##### Document section

Safety behaviours thrive on automaticity. The client doesn’t notice they’re doing them, the behaviour delivers a quick relief, the cycle repeats. The first intervention with most safety behaviours isn’t to drop them. It’s to make them visible. Self-monitoring alone, without any explicit attempt to change the behaviour, reduces the frequency by a meaningful amount in most clients. Once the client has to log each instance, they catch themselves more often, which interrupts the automaticity.

This worksheet is the self-monitoring tool that sits between identifying safety behaviours and dropping them. It runs as a log of each instance, with the situation, the specific safety behaviour used, and what happened as a result. Run it for a week before any experimental work to drop behaviours. The data from this log makes the experiment more targeted later, and the act of logging is its own intervention.

Use it any time you’ve worked with the client to identify their safety behaviours and you’re preparing the protocol that will eventually drop them. Anxiety, OCD, social anxiety, panic, agoraphobia, health anxiety. The list of relevant cases is wide.

##########
##### Extracted material

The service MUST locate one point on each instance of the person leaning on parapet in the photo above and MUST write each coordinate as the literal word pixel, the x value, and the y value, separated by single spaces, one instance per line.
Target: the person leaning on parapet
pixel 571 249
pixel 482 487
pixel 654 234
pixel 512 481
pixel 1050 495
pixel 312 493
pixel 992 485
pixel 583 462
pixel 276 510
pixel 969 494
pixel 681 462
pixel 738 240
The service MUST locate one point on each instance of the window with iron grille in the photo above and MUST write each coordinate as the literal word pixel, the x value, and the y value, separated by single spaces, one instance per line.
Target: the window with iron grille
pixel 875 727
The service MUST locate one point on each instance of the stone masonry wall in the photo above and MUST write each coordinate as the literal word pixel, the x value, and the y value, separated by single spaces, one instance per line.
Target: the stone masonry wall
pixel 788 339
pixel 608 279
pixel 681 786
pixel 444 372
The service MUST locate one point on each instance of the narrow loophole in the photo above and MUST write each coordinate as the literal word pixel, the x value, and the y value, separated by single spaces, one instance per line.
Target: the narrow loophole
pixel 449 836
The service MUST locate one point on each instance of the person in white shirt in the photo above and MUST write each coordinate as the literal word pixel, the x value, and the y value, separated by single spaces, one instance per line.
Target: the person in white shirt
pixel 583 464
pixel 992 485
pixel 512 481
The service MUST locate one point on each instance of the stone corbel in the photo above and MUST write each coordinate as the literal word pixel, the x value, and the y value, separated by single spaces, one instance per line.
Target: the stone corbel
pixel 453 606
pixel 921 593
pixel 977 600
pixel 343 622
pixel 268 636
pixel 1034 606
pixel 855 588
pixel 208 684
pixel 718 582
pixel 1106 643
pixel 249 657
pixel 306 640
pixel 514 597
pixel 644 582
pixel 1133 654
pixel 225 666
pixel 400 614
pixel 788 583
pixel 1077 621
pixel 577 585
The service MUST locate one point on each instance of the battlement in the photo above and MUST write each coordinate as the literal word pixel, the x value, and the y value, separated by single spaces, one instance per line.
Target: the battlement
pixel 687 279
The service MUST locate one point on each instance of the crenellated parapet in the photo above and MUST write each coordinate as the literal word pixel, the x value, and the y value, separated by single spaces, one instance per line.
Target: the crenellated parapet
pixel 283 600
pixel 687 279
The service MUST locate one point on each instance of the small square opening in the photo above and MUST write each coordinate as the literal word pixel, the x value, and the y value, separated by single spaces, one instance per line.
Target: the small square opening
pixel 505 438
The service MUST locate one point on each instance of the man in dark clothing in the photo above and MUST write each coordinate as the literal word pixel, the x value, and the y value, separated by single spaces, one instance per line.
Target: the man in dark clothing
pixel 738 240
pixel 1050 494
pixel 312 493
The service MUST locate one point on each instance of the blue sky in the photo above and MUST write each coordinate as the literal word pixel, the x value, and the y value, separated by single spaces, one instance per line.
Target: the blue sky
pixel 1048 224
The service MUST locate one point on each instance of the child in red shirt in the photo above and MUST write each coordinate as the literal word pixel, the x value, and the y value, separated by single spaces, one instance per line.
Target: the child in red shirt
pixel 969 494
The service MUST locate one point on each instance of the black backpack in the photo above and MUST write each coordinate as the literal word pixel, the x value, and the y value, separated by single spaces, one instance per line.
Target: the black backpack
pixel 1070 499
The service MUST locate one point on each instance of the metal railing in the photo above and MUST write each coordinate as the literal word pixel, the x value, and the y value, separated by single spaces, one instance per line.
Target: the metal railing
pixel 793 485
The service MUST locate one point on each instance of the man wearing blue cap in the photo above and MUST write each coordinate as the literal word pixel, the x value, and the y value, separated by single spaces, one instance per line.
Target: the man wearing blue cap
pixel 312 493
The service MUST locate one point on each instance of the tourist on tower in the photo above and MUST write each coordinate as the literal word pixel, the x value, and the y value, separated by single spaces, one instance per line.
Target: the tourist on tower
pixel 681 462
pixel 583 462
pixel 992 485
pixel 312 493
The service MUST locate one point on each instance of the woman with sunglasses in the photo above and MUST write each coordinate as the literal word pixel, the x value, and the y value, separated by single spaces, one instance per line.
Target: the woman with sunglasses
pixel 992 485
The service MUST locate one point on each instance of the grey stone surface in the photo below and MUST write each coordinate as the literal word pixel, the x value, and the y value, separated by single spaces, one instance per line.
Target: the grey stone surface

##########

■ **Assignment 1**: Render this sentence from the passage on logging safety behaviors into Spanish: "Self-monitoring alone, without any explicit attempt to change the behaviour, reduces the frequency by a meaningful amount in most clients."
■ **Assignment 2**: Carry the passage on logging safety behaviors forward from its last sentence, writing the next part in the same voice.

■ **Written response 1**: El autorregistro por sí solo, sin ningún intento explícito de cambiar la conducta, reduce la frecuencia en una medida significativa en la mayoría de los clientes.

■ **Written response 2**:
The clinical pattern to read. The result column is the lever. Most clients fill it in expecting to write “felt better” or “got through the situation.” What they often end up writing is “the relief lasted ten minutes,” “made me more anxious later,” “felt fine but then I avoided the same thing again the next day.” That’s the data that breaks the protective belief about the safety behaviour. The client’s own week is generating evidence that the behaviour isn’t doing the work they thought it was. When you see that pattern in the log, bring it directly into session. Don’t summarise it. Read the entries together and let the client see what their own data shows.

A second pattern: clients whose result column is consistently positive (“felt better, calmer afterwards”). Worth two interpretations. Either the behaviour is genuinely working short-term and the client hasn’t yet noticed the long-term cost, in which case the conversation focuses on the long-term cost. Or the result is being filled in to look successful, which points at a different conversation about what they’re worried you’ll think.

In my-cbt, the worksheet is one of the bundled system templates. Assign it from the case file with a personal message asking the client to log entries close to the moment rather than retrospectively. Submissions save with timestamps so you can see whether the data is being captured in real time.